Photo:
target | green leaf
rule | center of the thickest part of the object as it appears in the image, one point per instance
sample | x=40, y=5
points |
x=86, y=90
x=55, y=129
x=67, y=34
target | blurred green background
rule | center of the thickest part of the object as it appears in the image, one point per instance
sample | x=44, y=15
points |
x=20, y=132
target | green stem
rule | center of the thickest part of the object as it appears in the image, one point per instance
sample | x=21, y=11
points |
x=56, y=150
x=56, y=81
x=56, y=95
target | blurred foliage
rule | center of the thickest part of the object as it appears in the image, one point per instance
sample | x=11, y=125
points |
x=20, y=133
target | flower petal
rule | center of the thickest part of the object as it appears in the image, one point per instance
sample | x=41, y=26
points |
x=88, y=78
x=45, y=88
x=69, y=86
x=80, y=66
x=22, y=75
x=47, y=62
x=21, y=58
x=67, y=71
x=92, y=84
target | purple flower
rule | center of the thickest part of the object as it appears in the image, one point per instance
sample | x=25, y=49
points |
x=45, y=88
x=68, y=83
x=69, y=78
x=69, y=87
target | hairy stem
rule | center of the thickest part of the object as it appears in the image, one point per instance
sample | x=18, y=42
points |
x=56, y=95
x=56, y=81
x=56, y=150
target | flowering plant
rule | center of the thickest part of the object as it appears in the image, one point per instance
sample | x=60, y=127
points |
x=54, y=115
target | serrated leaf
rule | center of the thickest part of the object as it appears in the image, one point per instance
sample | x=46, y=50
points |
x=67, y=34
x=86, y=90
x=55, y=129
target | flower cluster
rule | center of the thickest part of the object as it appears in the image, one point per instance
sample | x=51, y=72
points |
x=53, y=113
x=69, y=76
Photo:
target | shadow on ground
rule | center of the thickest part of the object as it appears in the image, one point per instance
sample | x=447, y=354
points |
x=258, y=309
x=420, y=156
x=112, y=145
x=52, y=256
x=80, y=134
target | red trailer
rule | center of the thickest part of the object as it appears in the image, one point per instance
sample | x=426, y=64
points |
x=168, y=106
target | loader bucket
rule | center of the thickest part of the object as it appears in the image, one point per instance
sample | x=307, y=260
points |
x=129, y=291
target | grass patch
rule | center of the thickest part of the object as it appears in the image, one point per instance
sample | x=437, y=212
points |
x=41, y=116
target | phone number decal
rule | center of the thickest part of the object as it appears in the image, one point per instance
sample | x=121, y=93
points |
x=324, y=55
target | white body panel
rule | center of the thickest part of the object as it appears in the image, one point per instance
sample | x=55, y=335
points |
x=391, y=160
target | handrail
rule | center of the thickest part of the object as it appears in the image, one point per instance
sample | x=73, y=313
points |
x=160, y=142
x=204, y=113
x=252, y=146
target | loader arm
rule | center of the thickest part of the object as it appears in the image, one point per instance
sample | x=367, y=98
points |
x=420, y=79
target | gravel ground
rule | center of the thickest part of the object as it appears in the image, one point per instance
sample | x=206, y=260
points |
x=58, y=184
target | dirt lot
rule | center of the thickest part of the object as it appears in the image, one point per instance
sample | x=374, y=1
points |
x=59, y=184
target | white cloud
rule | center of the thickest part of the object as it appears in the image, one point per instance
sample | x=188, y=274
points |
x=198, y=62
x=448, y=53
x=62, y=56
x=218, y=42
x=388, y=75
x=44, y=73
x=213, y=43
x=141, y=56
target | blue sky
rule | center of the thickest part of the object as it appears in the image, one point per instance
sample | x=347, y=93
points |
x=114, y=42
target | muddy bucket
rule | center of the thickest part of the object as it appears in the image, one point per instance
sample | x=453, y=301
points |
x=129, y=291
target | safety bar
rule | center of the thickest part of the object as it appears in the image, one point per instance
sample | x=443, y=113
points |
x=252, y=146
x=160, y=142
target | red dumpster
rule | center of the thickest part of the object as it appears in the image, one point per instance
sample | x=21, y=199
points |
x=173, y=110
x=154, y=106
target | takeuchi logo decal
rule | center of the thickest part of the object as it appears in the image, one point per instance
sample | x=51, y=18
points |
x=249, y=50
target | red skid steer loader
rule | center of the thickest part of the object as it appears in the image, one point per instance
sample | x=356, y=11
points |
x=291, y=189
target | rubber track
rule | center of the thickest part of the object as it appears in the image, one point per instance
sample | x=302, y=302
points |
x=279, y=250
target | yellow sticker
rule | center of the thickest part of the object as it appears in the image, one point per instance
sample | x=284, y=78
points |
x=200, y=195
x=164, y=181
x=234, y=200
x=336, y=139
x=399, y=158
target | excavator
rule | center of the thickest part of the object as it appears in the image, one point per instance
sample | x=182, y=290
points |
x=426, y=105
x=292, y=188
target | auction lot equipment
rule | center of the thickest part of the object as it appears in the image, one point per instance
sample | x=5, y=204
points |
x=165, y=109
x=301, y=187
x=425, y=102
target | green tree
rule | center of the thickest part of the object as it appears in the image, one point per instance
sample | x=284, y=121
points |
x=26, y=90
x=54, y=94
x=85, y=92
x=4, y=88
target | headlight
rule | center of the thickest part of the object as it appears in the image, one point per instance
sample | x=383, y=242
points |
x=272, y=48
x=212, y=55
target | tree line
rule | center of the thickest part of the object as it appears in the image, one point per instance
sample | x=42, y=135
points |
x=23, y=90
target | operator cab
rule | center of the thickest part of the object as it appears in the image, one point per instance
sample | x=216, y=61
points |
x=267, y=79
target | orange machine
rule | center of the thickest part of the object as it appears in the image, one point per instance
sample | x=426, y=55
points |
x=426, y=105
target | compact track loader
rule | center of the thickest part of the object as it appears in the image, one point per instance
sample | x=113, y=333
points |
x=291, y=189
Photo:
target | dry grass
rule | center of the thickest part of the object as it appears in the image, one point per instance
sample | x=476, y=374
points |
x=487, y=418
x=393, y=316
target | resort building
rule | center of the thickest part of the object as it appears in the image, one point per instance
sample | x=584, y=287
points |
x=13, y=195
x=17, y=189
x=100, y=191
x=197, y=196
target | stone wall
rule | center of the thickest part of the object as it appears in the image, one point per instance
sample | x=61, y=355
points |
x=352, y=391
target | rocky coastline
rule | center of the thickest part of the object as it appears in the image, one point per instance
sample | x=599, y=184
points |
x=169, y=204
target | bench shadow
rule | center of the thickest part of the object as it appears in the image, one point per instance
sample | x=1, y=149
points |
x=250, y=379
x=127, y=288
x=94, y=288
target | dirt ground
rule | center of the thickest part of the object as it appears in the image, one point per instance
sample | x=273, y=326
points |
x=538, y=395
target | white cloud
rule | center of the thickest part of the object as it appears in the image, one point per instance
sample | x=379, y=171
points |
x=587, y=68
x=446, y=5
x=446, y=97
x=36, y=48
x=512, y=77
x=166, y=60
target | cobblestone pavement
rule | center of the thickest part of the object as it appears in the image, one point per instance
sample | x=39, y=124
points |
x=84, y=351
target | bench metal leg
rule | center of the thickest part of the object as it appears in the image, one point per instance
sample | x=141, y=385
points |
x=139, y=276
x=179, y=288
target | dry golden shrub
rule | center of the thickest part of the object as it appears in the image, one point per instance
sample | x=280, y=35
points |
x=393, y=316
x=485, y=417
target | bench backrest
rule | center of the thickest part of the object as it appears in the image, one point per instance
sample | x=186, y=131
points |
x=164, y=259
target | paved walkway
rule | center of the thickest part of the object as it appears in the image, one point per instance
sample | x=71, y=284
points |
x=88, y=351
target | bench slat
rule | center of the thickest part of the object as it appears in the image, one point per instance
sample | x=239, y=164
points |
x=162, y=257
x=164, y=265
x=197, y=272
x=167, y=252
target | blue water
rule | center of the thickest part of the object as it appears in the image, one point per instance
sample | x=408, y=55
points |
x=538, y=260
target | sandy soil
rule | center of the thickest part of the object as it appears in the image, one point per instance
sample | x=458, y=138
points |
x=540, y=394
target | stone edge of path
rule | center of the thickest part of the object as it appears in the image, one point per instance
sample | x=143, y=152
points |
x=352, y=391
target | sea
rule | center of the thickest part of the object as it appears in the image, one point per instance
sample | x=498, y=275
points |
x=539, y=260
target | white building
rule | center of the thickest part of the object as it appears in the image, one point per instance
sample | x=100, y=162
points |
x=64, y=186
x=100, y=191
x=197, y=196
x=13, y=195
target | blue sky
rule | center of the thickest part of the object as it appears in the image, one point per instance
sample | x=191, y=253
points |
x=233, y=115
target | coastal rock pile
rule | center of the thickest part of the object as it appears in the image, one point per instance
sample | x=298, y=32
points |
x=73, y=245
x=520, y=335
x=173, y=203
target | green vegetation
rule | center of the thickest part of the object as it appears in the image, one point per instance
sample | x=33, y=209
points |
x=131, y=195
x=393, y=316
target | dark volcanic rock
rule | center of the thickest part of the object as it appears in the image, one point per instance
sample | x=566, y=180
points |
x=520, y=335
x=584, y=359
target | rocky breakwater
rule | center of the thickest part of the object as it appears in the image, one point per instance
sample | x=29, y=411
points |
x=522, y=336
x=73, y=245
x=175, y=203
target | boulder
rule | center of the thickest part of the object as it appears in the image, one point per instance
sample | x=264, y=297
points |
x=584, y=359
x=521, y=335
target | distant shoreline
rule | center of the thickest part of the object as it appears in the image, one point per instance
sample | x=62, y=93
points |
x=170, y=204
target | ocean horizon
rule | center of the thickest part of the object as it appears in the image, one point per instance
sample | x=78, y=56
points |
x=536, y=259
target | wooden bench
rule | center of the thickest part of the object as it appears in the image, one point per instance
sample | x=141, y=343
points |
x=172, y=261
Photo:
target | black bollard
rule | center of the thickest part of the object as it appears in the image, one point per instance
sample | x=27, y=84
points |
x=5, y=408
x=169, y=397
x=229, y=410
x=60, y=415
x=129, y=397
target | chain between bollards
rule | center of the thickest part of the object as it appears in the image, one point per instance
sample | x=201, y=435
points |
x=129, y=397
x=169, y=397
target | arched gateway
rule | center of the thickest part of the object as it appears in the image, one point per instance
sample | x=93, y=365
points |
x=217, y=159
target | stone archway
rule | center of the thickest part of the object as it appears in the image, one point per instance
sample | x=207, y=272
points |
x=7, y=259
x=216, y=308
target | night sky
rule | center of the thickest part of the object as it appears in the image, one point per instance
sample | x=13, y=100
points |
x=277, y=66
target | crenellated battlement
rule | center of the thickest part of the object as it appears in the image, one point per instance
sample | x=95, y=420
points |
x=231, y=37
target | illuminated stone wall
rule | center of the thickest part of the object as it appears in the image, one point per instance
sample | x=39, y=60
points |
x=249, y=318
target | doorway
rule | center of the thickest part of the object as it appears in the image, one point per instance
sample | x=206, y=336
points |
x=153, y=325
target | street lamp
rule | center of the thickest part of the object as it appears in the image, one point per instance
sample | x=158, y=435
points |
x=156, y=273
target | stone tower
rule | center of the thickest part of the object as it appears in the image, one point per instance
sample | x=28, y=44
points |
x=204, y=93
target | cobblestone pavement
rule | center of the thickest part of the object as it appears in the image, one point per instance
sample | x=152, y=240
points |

####################

# [Assignment]
Of the lines above, retype only those from the line containing "sample | x=186, y=131" through the line containing "target | stone edge of path", including both, exactly.

# [Output of the exercise]
sample | x=186, y=131
points |
x=164, y=259
target | paved walkway
rule | center of the thickest part of the object as it appears in the image, one point per instance
sample | x=71, y=284
points |
x=88, y=351
target | bench slat
rule | center of the thickest part of the object as it appears in the image, one point per instance
sample | x=239, y=164
points |
x=162, y=257
x=164, y=265
x=197, y=272
x=167, y=252
target | blue water
rule | center of the thickest part of the object as it appears in the image, one point per instance
sample | x=408, y=55
points |
x=538, y=260
target | sandy soil
rule | center of the thickest part of the object as it appears in the image, one point per instance
sample | x=458, y=138
points |
x=540, y=394
target | stone edge of path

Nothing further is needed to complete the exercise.